(Dataset items)
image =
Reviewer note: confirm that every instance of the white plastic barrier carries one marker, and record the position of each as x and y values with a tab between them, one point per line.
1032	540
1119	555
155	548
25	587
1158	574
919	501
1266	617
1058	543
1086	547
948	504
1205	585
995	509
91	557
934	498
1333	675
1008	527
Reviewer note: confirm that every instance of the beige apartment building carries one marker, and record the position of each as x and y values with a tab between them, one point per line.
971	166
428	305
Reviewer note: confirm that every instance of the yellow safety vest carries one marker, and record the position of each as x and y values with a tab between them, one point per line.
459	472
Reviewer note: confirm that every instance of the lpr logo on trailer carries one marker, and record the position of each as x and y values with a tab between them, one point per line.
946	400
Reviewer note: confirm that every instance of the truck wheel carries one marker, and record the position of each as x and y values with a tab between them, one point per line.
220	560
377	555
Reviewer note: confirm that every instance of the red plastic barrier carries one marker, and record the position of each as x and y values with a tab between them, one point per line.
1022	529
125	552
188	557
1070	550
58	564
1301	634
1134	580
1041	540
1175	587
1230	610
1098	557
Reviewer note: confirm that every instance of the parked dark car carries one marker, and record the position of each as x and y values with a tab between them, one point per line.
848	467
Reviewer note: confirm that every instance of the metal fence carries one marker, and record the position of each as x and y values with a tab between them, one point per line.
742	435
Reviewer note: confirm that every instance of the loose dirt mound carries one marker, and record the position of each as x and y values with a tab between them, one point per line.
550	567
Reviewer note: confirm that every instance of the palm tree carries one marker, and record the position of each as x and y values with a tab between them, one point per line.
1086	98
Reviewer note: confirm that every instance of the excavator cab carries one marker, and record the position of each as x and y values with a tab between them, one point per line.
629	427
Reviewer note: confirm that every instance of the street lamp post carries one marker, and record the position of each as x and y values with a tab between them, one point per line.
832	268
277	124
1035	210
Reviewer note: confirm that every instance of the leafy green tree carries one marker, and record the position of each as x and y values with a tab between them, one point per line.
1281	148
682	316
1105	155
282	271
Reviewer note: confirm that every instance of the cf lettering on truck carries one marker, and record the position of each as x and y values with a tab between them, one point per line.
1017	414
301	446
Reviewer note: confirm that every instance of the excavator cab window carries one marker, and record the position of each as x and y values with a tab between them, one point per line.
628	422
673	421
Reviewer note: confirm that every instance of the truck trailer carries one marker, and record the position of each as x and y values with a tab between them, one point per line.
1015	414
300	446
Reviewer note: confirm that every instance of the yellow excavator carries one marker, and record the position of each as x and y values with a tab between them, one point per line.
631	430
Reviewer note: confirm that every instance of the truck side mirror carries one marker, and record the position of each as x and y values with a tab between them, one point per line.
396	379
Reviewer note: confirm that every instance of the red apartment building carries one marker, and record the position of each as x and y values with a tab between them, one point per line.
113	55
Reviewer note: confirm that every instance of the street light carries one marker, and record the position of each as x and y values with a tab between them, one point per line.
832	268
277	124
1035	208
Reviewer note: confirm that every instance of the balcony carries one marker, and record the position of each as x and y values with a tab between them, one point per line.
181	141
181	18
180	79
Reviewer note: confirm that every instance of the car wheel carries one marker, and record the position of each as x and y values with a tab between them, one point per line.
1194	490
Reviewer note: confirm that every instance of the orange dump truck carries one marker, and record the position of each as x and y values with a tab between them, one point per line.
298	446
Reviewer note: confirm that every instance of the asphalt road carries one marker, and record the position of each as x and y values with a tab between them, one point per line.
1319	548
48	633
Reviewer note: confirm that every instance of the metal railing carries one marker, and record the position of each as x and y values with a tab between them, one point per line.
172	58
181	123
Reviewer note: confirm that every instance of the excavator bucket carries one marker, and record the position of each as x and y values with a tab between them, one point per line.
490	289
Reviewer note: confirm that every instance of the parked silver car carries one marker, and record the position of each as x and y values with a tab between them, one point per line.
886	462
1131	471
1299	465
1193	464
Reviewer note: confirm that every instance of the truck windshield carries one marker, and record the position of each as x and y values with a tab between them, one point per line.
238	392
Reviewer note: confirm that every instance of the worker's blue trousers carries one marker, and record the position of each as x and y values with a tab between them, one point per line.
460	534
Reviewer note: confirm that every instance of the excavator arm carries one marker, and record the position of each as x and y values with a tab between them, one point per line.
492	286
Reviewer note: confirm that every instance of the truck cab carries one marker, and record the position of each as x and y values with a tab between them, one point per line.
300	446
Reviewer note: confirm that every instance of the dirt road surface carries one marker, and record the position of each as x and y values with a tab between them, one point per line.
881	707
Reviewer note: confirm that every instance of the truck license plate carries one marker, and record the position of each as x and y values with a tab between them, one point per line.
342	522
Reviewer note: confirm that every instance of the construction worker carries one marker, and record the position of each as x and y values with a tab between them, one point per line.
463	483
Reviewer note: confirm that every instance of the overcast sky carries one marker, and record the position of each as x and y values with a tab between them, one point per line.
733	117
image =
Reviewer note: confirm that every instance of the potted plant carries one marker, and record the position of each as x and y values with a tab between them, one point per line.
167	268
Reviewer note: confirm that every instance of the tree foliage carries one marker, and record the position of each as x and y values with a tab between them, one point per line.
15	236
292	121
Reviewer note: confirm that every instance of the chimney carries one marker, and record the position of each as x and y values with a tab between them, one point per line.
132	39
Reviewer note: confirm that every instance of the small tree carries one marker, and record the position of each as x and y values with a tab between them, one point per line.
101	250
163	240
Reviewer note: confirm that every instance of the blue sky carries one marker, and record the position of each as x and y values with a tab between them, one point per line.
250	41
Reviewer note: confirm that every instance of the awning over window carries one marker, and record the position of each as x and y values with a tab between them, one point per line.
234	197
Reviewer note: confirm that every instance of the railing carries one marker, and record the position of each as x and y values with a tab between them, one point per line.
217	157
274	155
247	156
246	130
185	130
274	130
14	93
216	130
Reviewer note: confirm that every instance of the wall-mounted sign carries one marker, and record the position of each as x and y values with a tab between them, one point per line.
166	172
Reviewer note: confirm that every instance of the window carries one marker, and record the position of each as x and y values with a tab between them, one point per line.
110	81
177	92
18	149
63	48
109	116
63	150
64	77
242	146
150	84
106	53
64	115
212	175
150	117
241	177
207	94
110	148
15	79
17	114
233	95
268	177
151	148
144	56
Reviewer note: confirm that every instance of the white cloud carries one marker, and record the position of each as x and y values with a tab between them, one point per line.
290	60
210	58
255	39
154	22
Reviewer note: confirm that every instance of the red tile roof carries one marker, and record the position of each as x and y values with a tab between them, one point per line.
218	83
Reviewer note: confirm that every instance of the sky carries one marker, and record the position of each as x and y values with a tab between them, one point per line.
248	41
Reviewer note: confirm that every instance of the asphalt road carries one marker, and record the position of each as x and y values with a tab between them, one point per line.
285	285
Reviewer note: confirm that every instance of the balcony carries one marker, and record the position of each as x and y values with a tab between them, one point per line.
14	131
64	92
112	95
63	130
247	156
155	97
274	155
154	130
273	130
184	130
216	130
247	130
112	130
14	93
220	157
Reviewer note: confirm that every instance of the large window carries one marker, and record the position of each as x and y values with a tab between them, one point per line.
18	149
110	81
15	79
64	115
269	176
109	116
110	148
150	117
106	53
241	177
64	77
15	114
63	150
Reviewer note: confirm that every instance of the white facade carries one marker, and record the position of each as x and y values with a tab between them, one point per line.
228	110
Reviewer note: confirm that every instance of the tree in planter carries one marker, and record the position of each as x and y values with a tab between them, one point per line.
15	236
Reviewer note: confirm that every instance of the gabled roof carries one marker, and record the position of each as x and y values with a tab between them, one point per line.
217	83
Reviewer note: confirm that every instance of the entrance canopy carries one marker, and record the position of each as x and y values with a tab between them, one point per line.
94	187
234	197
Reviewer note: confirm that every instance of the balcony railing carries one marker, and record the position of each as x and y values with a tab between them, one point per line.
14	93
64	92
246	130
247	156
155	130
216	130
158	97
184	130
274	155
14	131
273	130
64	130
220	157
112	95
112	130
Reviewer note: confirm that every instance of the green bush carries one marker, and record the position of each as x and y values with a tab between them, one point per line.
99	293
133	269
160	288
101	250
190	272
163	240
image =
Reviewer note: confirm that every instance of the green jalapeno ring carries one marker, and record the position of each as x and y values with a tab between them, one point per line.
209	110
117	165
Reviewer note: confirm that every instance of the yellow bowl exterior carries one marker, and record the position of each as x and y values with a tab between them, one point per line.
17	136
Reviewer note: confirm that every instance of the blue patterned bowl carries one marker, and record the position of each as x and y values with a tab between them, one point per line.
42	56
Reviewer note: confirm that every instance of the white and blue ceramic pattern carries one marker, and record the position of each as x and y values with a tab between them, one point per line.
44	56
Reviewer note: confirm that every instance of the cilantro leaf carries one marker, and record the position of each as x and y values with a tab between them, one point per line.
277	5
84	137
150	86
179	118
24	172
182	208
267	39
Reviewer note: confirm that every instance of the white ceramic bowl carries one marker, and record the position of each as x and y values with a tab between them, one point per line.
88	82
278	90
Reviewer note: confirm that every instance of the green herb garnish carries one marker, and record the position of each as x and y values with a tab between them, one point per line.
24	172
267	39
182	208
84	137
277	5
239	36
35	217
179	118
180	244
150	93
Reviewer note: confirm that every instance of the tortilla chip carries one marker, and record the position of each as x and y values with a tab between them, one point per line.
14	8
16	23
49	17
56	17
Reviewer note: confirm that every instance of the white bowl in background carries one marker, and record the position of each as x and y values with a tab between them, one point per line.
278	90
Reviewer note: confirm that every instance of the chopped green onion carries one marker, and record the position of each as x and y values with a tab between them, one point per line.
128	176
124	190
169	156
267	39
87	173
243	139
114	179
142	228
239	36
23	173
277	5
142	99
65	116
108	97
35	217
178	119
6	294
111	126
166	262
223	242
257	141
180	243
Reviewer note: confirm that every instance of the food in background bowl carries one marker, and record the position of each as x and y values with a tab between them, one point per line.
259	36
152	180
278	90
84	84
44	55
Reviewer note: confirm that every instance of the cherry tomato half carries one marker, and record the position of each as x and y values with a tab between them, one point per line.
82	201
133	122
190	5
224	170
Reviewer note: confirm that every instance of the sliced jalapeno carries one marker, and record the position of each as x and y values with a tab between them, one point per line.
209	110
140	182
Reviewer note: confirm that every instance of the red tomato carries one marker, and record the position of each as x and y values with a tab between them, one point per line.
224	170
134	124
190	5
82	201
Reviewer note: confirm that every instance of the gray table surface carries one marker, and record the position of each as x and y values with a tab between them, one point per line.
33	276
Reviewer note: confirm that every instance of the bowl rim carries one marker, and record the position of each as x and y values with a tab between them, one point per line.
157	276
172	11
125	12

• _What the exercise asks_
Starting at the line that contains "Reviewer note: confirm that every instance of the food", copy every line down to the last line of the records above, exactly as written.

• _Response_
Reviewer note: confirm that every instance of the food in background bowl carries one marker, and record the position of each as x and y values with a tab between them, one point per line.
259	36
152	180
278	90
84	84
44	55
Reviewer note: confirm that every instance of the cherry tomato half carries one marker, and record the position of each as x and y values with a tab between them, one point per line.
82	201
133	122
190	5
224	170
Reviewer note: confirm that every instance of the sliced jalapeno carries one marker, and record the position of each as x and y values with a tab between them, one point per line.
209	110
140	182
Reviewer note: confirm that every instance of the red tomato carries one marker, and record the position of each as x and y values with a tab between them, one point per line.
224	170
134	124
190	5
82	201
Reviewer note: confirm that every instance of the gray table surface carries one marker, and record the position of each as x and y values with a tab between them, one point per line.
33	276
Reviewer note: confirm that every instance of the bowl rim carries one marker, and record the position of each as x and y values with a tab between them, one point per line.
157	276
172	11
125	12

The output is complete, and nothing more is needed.